Problem requirements
Below are entries to be transcribed exactly; exclude the pictures from the copy.

***** Task material

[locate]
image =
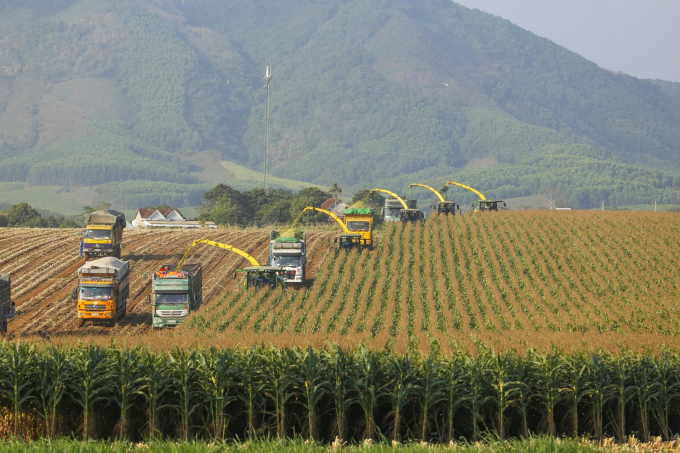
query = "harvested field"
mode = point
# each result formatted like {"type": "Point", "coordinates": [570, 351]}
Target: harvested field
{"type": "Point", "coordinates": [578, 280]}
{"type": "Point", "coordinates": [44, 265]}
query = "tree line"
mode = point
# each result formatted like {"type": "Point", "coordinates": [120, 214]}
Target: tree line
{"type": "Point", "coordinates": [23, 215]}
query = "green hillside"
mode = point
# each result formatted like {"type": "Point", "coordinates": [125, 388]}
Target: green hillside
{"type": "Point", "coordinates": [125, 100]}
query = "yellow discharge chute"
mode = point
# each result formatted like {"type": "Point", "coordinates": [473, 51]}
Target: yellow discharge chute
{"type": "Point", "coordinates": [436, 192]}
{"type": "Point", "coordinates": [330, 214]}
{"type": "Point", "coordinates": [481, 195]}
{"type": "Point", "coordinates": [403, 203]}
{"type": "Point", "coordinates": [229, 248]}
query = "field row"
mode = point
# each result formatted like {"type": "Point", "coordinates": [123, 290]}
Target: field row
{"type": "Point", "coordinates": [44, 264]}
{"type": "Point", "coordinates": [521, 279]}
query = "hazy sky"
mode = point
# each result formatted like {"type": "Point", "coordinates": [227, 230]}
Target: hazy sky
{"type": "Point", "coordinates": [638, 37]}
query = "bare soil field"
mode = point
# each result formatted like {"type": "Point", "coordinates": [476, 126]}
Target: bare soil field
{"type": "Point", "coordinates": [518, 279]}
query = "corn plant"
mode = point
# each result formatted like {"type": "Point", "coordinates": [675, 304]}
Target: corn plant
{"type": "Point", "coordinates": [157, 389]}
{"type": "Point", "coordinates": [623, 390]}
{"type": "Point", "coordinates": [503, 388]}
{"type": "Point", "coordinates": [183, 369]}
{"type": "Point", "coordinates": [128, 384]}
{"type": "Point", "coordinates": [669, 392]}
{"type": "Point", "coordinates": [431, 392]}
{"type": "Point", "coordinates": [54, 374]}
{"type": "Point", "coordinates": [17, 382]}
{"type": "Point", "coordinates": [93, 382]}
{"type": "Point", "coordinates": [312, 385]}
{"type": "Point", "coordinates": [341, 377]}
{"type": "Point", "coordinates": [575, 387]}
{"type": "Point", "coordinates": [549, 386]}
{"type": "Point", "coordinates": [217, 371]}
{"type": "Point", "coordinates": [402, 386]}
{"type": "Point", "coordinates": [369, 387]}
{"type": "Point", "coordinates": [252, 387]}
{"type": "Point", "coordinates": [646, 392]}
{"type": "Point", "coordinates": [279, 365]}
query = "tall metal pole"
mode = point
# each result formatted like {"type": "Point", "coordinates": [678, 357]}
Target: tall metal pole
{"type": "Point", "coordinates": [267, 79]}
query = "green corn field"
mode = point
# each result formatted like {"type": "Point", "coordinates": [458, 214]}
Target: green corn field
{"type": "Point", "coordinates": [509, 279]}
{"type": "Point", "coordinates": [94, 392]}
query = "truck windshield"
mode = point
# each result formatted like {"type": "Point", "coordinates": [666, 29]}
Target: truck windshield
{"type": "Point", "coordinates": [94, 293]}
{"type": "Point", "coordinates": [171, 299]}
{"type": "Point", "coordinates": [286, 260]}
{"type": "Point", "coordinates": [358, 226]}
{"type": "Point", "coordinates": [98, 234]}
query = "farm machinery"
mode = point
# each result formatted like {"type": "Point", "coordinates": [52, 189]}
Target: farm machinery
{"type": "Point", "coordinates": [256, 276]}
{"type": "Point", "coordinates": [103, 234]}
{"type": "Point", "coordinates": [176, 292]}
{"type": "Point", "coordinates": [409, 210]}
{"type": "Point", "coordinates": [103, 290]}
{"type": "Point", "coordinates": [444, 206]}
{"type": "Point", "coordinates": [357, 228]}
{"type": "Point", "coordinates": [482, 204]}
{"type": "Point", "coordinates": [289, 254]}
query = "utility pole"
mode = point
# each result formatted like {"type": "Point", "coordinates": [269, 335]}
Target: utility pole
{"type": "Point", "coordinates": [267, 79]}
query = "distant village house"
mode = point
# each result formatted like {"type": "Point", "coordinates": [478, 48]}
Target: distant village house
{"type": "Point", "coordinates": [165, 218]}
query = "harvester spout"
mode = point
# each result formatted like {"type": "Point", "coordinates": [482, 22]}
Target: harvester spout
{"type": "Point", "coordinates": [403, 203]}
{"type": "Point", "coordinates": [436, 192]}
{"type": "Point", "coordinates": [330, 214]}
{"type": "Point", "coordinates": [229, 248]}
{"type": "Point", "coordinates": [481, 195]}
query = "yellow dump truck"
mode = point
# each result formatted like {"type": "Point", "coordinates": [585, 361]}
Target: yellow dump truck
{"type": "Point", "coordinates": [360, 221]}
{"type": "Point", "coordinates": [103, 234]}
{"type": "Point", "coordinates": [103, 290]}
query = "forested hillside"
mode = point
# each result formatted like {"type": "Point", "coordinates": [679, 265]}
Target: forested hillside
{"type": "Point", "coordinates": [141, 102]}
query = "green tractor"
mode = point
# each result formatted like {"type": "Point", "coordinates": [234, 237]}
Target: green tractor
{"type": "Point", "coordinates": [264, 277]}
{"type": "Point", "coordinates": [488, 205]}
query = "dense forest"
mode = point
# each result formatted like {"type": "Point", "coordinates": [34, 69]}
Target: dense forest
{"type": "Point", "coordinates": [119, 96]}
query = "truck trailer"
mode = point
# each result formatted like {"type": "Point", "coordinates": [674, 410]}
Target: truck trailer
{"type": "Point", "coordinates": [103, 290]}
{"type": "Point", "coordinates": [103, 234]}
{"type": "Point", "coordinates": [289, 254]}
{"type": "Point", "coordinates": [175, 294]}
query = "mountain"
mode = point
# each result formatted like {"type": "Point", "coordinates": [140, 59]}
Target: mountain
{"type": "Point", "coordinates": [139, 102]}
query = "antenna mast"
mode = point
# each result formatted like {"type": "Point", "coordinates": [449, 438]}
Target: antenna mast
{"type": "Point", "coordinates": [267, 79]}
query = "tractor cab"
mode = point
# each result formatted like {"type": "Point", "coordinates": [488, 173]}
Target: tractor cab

**********

Task solution
[locate]
image =
query = "harvested field"
mode = point
# each result formatted like {"type": "Point", "coordinates": [570, 351]}
Target: harvested field
{"type": "Point", "coordinates": [578, 280]}
{"type": "Point", "coordinates": [44, 265]}
query = "tree line"
mode = point
# each result formatted like {"type": "Point", "coordinates": [120, 214]}
Target: tree line
{"type": "Point", "coordinates": [23, 215]}
query = "green hillside"
mode = point
# each result formatted like {"type": "Point", "coordinates": [125, 388]}
Target: green hillside
{"type": "Point", "coordinates": [125, 100]}
query = "yellow discharge chute"
mode = point
# each result formatted like {"type": "Point", "coordinates": [473, 51]}
Target: yellow discharge chute
{"type": "Point", "coordinates": [436, 192]}
{"type": "Point", "coordinates": [330, 214]}
{"type": "Point", "coordinates": [481, 195]}
{"type": "Point", "coordinates": [403, 203]}
{"type": "Point", "coordinates": [229, 248]}
query = "field row"
mode = point
# each result formatted like {"type": "Point", "coordinates": [123, 290]}
Target: field row
{"type": "Point", "coordinates": [44, 264]}
{"type": "Point", "coordinates": [521, 279]}
query = "hazy sky"
mode = point
# each result formatted like {"type": "Point", "coordinates": [227, 230]}
Target: hazy sky
{"type": "Point", "coordinates": [638, 37]}
query = "bare soil field"
mode = point
# each result formatted like {"type": "Point", "coordinates": [476, 126]}
Target: bare soil field
{"type": "Point", "coordinates": [518, 279]}
query = "corn plant"
mode = point
# each result formatted like {"type": "Point", "coordinates": [675, 304]}
Target: corn plant
{"type": "Point", "coordinates": [157, 389]}
{"type": "Point", "coordinates": [623, 390]}
{"type": "Point", "coordinates": [503, 388]}
{"type": "Point", "coordinates": [183, 369]}
{"type": "Point", "coordinates": [128, 384]}
{"type": "Point", "coordinates": [669, 392]}
{"type": "Point", "coordinates": [431, 392]}
{"type": "Point", "coordinates": [54, 374]}
{"type": "Point", "coordinates": [17, 382]}
{"type": "Point", "coordinates": [93, 382]}
{"type": "Point", "coordinates": [312, 385]}
{"type": "Point", "coordinates": [341, 377]}
{"type": "Point", "coordinates": [575, 387]}
{"type": "Point", "coordinates": [549, 386]}
{"type": "Point", "coordinates": [217, 371]}
{"type": "Point", "coordinates": [402, 386]}
{"type": "Point", "coordinates": [369, 387]}
{"type": "Point", "coordinates": [252, 387]}
{"type": "Point", "coordinates": [646, 392]}
{"type": "Point", "coordinates": [279, 365]}
query = "tall metal pole"
mode = point
# each result formatted like {"type": "Point", "coordinates": [678, 357]}
Target: tall metal pole
{"type": "Point", "coordinates": [267, 79]}
query = "green corn field"
mode = point
# each result formatted like {"type": "Point", "coordinates": [458, 214]}
Target: green corn field
{"type": "Point", "coordinates": [509, 279]}
{"type": "Point", "coordinates": [94, 392]}
query = "truck windshield"
mode = point
# each result formatted like {"type": "Point", "coordinates": [666, 29]}
Target: truck windshield
{"type": "Point", "coordinates": [94, 293]}
{"type": "Point", "coordinates": [171, 299]}
{"type": "Point", "coordinates": [286, 260]}
{"type": "Point", "coordinates": [358, 226]}
{"type": "Point", "coordinates": [98, 234]}
query = "farm machinery"
mode = point
# each result formatted like {"type": "Point", "coordinates": [52, 189]}
Target: farm machinery
{"type": "Point", "coordinates": [256, 276]}
{"type": "Point", "coordinates": [103, 234]}
{"type": "Point", "coordinates": [176, 292]}
{"type": "Point", "coordinates": [409, 210]}
{"type": "Point", "coordinates": [103, 290]}
{"type": "Point", "coordinates": [444, 206]}
{"type": "Point", "coordinates": [357, 228]}
{"type": "Point", "coordinates": [482, 204]}
{"type": "Point", "coordinates": [289, 254]}
query = "utility pole"
mode = point
# each result formatted like {"type": "Point", "coordinates": [269, 335]}
Target: utility pole
{"type": "Point", "coordinates": [267, 79]}
query = "distant village house"
mode = point
# each result formatted like {"type": "Point", "coordinates": [478, 48]}
Target: distant village house
{"type": "Point", "coordinates": [165, 218]}
query = "harvester spout"
mode = point
# each result formatted like {"type": "Point", "coordinates": [482, 22]}
Target: harvester spout
{"type": "Point", "coordinates": [403, 203]}
{"type": "Point", "coordinates": [436, 192]}
{"type": "Point", "coordinates": [330, 214]}
{"type": "Point", "coordinates": [229, 248]}
{"type": "Point", "coordinates": [481, 195]}
query = "yellow dump truck"
mode = point
# each result formatted like {"type": "Point", "coordinates": [585, 361]}
Target: yellow dump truck
{"type": "Point", "coordinates": [360, 221]}
{"type": "Point", "coordinates": [103, 234]}
{"type": "Point", "coordinates": [103, 290]}
query = "forested hillside"
mode = point
# each result formatted like {"type": "Point", "coordinates": [679, 265]}
Target: forested hillside
{"type": "Point", "coordinates": [141, 102]}
query = "green tractor"
mode = point
# each result formatted like {"type": "Point", "coordinates": [234, 237]}
Target: green tractor
{"type": "Point", "coordinates": [264, 277]}
{"type": "Point", "coordinates": [488, 205]}
query = "dense forest"
mode = point
# each result formatted like {"type": "Point", "coordinates": [34, 69]}
Target: dense forest
{"type": "Point", "coordinates": [119, 96]}
query = "truck trailer"
mode = point
# each result formatted like {"type": "Point", "coordinates": [674, 410]}
Target: truck trailer
{"type": "Point", "coordinates": [103, 290]}
{"type": "Point", "coordinates": [103, 234]}
{"type": "Point", "coordinates": [289, 254]}
{"type": "Point", "coordinates": [175, 294]}
query = "mountain"
mode = point
# each result formatted like {"type": "Point", "coordinates": [140, 59]}
Target: mountain
{"type": "Point", "coordinates": [139, 102]}
query = "antenna mast"
mode = point
# each result formatted like {"type": "Point", "coordinates": [449, 438]}
Target: antenna mast
{"type": "Point", "coordinates": [267, 79]}
query = "tractor cab"
mode = point
# each result formatted like {"type": "Point", "coordinates": [488, 173]}
Target: tractor cab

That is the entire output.